*GOAL OF THE EXERCISE*
Strip out the pictures and transcribe the records that follow exactly.

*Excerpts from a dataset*

--- START ---

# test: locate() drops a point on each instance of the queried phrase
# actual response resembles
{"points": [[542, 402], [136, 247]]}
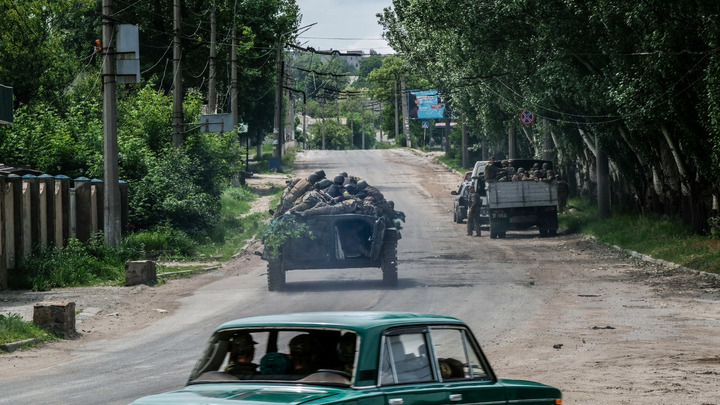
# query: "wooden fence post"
{"points": [[83, 209]]}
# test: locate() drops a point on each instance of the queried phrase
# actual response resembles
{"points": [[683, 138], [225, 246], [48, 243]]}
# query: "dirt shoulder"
{"points": [[611, 328], [110, 311]]}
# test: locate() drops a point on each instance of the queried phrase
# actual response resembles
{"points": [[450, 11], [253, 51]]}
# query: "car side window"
{"points": [[405, 359], [455, 354]]}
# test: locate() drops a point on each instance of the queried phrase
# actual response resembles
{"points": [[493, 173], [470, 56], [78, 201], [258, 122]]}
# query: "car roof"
{"points": [[354, 320]]}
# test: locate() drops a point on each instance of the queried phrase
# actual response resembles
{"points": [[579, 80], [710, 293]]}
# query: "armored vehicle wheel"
{"points": [[276, 276], [388, 260]]}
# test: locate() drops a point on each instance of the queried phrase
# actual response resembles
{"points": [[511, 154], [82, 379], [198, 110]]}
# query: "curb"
{"points": [[11, 347]]}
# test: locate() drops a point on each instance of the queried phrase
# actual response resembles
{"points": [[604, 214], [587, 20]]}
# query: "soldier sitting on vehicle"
{"points": [[520, 175], [313, 198], [337, 190], [491, 171], [549, 176]]}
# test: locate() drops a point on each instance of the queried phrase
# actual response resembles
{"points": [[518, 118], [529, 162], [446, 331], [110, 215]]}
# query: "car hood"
{"points": [[225, 393]]}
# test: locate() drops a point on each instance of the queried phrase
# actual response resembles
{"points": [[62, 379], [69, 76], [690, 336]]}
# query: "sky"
{"points": [[344, 25]]}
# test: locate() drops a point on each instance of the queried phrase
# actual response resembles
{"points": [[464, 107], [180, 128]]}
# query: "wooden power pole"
{"points": [[111, 204], [178, 132]]}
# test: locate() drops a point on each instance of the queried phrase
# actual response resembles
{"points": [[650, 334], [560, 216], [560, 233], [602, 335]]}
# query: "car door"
{"points": [[464, 371], [406, 375]]}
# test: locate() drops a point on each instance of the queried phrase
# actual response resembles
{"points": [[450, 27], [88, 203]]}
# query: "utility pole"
{"points": [[397, 124], [212, 95], [603, 180], [323, 124], [406, 119], [111, 194], [233, 79], [363, 127], [178, 133], [465, 142], [277, 130]]}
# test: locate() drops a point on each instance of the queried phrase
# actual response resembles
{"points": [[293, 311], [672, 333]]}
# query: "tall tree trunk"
{"points": [[693, 210]]}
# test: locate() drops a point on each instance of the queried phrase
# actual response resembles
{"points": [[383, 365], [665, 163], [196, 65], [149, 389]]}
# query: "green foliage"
{"points": [[337, 135], [282, 230], [161, 241], [656, 236], [14, 329], [74, 265], [637, 77], [170, 192]]}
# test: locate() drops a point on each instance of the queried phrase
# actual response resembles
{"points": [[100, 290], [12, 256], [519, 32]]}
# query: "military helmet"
{"points": [[243, 343], [324, 183], [301, 345]]}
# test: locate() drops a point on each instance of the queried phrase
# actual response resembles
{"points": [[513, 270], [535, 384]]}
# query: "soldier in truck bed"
{"points": [[491, 171]]}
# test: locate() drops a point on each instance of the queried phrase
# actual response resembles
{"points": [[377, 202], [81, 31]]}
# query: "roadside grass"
{"points": [[14, 329], [655, 236]]}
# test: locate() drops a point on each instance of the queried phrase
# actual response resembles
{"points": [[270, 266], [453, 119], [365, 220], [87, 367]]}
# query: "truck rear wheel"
{"points": [[276, 276], [388, 260]]}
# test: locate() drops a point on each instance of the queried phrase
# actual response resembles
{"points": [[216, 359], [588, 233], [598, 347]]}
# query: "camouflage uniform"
{"points": [[491, 171], [563, 192], [343, 207], [296, 188], [473, 213], [310, 200]]}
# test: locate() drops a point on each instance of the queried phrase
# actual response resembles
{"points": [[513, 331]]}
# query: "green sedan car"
{"points": [[349, 358]]}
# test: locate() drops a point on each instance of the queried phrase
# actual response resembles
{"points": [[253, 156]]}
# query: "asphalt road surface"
{"points": [[619, 328]]}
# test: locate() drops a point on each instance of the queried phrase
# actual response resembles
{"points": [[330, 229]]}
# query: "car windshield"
{"points": [[312, 356]]}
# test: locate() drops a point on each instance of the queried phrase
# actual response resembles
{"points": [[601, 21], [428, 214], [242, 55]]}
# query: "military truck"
{"points": [[334, 242], [519, 205]]}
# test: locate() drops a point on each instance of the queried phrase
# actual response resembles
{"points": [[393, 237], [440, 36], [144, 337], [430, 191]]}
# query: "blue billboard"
{"points": [[423, 104]]}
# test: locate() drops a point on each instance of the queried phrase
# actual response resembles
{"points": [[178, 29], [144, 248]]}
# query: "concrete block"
{"points": [[140, 272], [57, 318]]}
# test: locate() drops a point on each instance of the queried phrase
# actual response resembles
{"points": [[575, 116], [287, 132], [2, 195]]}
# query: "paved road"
{"points": [[500, 287]]}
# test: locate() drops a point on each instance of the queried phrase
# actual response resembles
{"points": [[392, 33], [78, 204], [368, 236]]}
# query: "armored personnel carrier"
{"points": [[354, 233]]}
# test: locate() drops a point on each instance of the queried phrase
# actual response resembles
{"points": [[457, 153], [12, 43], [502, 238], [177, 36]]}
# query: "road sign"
{"points": [[527, 117]]}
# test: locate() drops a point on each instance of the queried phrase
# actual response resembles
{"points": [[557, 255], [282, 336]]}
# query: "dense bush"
{"points": [[77, 264]]}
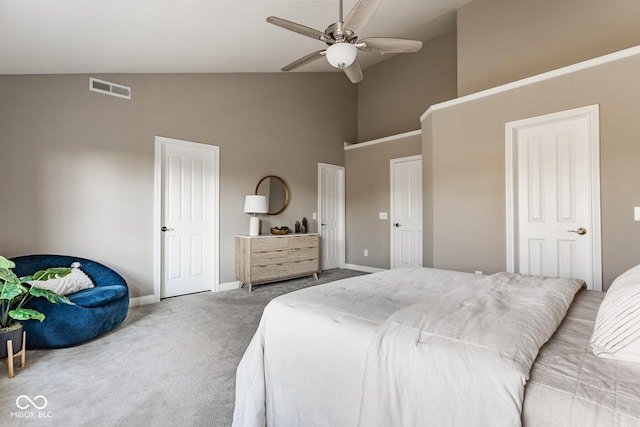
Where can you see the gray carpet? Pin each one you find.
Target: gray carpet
(169, 364)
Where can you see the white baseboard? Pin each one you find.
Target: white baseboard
(147, 299)
(229, 285)
(152, 299)
(364, 268)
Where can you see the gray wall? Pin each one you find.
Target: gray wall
(467, 163)
(391, 99)
(396, 92)
(367, 176)
(500, 41)
(78, 167)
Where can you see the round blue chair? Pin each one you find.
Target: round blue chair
(96, 311)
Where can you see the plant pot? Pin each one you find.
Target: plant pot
(13, 333)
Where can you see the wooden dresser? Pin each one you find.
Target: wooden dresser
(267, 258)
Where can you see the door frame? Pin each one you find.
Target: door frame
(392, 164)
(591, 113)
(160, 143)
(341, 211)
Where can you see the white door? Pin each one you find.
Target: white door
(331, 215)
(188, 217)
(406, 212)
(555, 192)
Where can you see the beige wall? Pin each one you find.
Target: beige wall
(500, 41)
(367, 176)
(468, 167)
(78, 167)
(396, 92)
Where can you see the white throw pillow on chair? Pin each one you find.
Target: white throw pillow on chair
(616, 334)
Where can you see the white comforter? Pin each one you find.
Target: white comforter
(404, 347)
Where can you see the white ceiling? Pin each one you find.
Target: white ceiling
(184, 36)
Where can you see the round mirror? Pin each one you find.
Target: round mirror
(276, 191)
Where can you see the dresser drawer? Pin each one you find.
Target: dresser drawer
(268, 258)
(303, 242)
(301, 254)
(269, 244)
(264, 259)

--- END ---

*RESULT FOR THIS TASK*
# test: locate() drops a point on each instance of the queried phrase
# actual response resembles
{"points": [[542, 402], [136, 247]]}
# query: "wooden fence post"
{"points": [[83, 209]]}
# test: locate() drops a point on each instance of the queried phrase
# actual response resembles
{"points": [[683, 138], [225, 246], [48, 243]]}
# query: "dirt shoulder"
{"points": [[611, 328], [110, 311]]}
# test: locate() drops a point on each instance of the queried phrase
# actual response resembles
{"points": [[450, 11], [253, 51]]}
# query: "car side window"
{"points": [[405, 359], [455, 354]]}
# test: locate() drops a point on each instance of the queried phrase
# actual response resembles
{"points": [[493, 173], [470, 56], [78, 201], [258, 122]]}
# query: "car roof"
{"points": [[354, 320]]}
# test: locate() drops a point on each instance of the queried phrase
# actual response resembles
{"points": [[579, 80], [710, 293]]}
# query: "armored vehicle wheel"
{"points": [[276, 276], [388, 260]]}
# test: locate() drops a point on each instance of the queried phrase
# actual response resembles
{"points": [[511, 154], [82, 379], [198, 110]]}
# query: "curb"
{"points": [[11, 347]]}
# test: locate() drops a point on each instance of the queried phrase
# actual response resembles
{"points": [[604, 214], [587, 20]]}
# query: "soldier sitting on vehicle"
{"points": [[520, 175], [313, 198], [337, 190], [491, 171], [549, 176]]}
# test: locate() drops a point on each instance of the queried phrase
# actual response resembles
{"points": [[518, 118], [529, 162], [446, 331], [110, 215]]}
# query: "car hood"
{"points": [[225, 393]]}
# test: locate() drops a point on each instance of the queried phrase
# actual response resembles
{"points": [[62, 379], [69, 76], [690, 336]]}
# query: "sky"
{"points": [[344, 25]]}
# test: locate() drops a point on each instance of the queried phrase
# actual response resembles
{"points": [[464, 107], [180, 128]]}
# query: "wooden power pole"
{"points": [[111, 204], [178, 132]]}
# test: locate() drops a point on each instance of the queried phrase
# actual response resembles
{"points": [[650, 334], [560, 216], [560, 233], [602, 335]]}
# query: "car door"
{"points": [[464, 371], [406, 375]]}
# test: locate() drops a point on each instance of the queried phrase
# actual response resembles
{"points": [[450, 27], [88, 203]]}
# query: "utility pole"
{"points": [[397, 124], [212, 95], [603, 180], [323, 124], [406, 119], [111, 194], [233, 79], [363, 127], [178, 133], [465, 142], [277, 130]]}
# test: locate() drops a point on each instance of the queried phrase
# actual response resembles
{"points": [[293, 311], [672, 333]]}
# query: "tall tree trunk"
{"points": [[693, 210]]}
# test: locate() drops a point on each instance of the queried phrase
# actual response resembles
{"points": [[383, 365], [665, 163], [196, 65], [149, 389]]}
# query: "green foliage"
{"points": [[337, 135], [282, 230], [161, 241], [656, 236], [14, 329], [74, 265], [637, 77], [170, 192]]}
# test: locate() drops a point on each instance of the queried phrase
# actual response resembles
{"points": [[100, 290], [12, 256], [519, 32]]}
# query: "military helmet"
{"points": [[243, 343], [324, 183], [301, 345]]}
# test: locate() drops a point on each instance of the queried phrase
# actual response resembles
{"points": [[513, 270], [535, 384]]}
# query: "soldier in truck bed"
{"points": [[491, 171]]}
# test: locate() drops a point on each instance of the queried phrase
# actual response resembles
{"points": [[377, 202], [81, 31]]}
# query: "roadside grass"
{"points": [[14, 329], [655, 236]]}
# test: locate() drops a point on each instance of the queried phrase
# actual response resembles
{"points": [[270, 266], [453, 119], [365, 220], [87, 367]]}
# query: "truck rear wheel"
{"points": [[276, 276], [388, 260]]}
# test: locate() drops a point on each instance of the queried phrase
# actual response resembles
{"points": [[216, 359], [588, 233], [598, 347]]}
# query: "camouflage uniform"
{"points": [[491, 171], [563, 192], [343, 207], [296, 188], [473, 213], [310, 200]]}
# test: locate() drops a point on each instance of the queried phrase
# actual response resembles
{"points": [[513, 331]]}
# query: "green sedan car"
{"points": [[349, 358]]}
# test: locate() drops a point on each instance of the queried phrase
# actual response resembles
{"points": [[253, 156]]}
# query: "asphalt road surface"
{"points": [[619, 328]]}
# test: locate() drops a point on each instance of the queried phrase
# actual response resembles
{"points": [[330, 229]]}
# query: "car windshield"
{"points": [[312, 356]]}
# test: locate() drops a point on each instance of the queried phrase
# actual response resembles
{"points": [[601, 21], [428, 214], [242, 55]]}
# query: "military truck"
{"points": [[334, 242], [519, 205]]}
# test: locate() drops a point on each instance of the queried phrase
# actual response resembles
{"points": [[393, 237], [440, 36], [144, 337], [430, 191]]}
# query: "blue billboard"
{"points": [[423, 104]]}
# test: locate() drops a point on each instance of the queried phrase
# actual response resembles
{"points": [[178, 29], [144, 248]]}
# query: "concrete block"
{"points": [[140, 272], [57, 318]]}
# test: locate() drops a point on each instance of the queried phrase
# actual response resembles
{"points": [[575, 116], [287, 132], [2, 195]]}
# query: "paved road"
{"points": [[500, 287]]}
# test: locate() drops a point on each instance of the queried phrase
# actual response resembles
{"points": [[392, 33], [78, 204], [368, 236]]}
# query: "armored personnel carrier"
{"points": [[354, 233]]}
# test: locate() drops a point on each instance of the queried phrase
# actual response resembles
{"points": [[457, 153], [12, 43], [502, 238], [177, 36]]}
# query: "road sign"
{"points": [[527, 117]]}
# test: locate() drops a point on each instance of the queried phrase
# actual response resembles
{"points": [[557, 255], [282, 336]]}
# query: "dense bush"
{"points": [[77, 264]]}
Where can you see the gray carpet? Pin each one you find.
Target: gray carpet
(169, 364)
Where can you see the white baseboard? Pin each one you find.
Target: white baseboard
(147, 299)
(229, 285)
(152, 299)
(364, 268)
Where can you see the gray wall? Pin each one you find.
Target: gray wall
(467, 163)
(391, 99)
(396, 92)
(367, 176)
(500, 41)
(78, 167)
Where can you see the round blue chair? Pin each one you find.
Target: round blue chair
(96, 311)
Where can you see the plant pot? Pin each one you find.
Target: plant pot
(13, 333)
Where can you see the wooden dresser? Pin each one you find.
Target: wooden dresser
(267, 258)
Where can you see the door frame? Pin each one you find.
Target: door frame
(392, 164)
(591, 113)
(160, 143)
(341, 211)
Where can you see the white door? Pin each one you find.
Target: white door
(331, 215)
(188, 217)
(406, 212)
(555, 192)
Where can you see the beige wall? Pin each one you find.
Target: beige wall
(500, 41)
(367, 176)
(468, 167)
(78, 167)
(396, 92)
Where can you see the white throw pillow on chair? Pin each one you find.
Target: white throw pillow on chair
(616, 334)
Where can you see the white comforter? Pin each one you find.
Target: white comforter
(404, 347)
Where can you see the white ceiling? Pin each one you find.
Target: white ceiling
(184, 36)
Where can you see the round mirror? Pin each one you find.
Target: round mirror
(276, 191)
Where can you see the dresser drawer? Pin each one you find.
Target: dresser drawer
(268, 258)
(303, 242)
(301, 254)
(269, 244)
(264, 259)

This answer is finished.